Task objective:
Pick out every line in the entries below that contains the word "thumb", and copy each one.

Dataset entries:
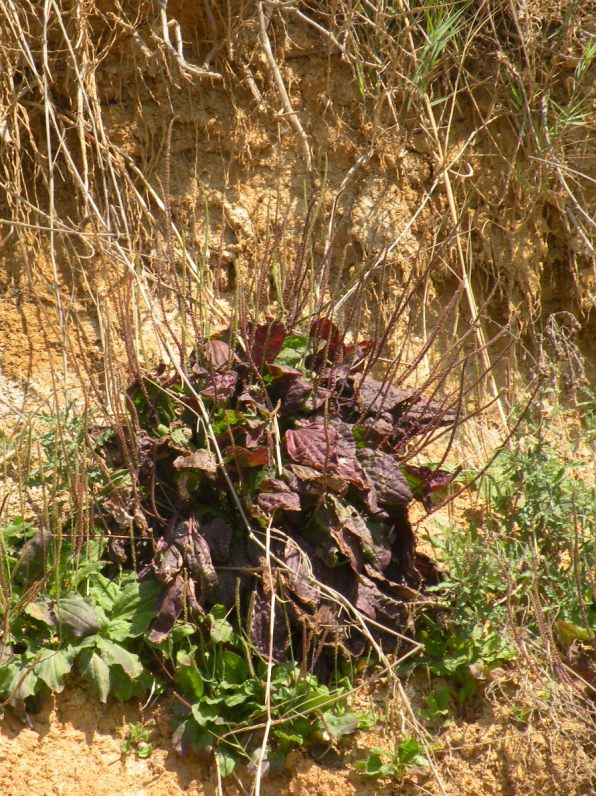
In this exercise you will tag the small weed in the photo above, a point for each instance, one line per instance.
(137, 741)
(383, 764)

* * *

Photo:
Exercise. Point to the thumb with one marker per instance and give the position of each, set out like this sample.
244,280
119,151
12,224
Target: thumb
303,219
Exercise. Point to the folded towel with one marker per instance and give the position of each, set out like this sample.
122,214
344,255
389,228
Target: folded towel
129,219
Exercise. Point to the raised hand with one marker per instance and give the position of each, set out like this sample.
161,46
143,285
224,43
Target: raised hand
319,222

Result of this exercise:
Exercise. Point to the thumb with one marker per instance and give the position of each, set out like this sample.
Target: thumb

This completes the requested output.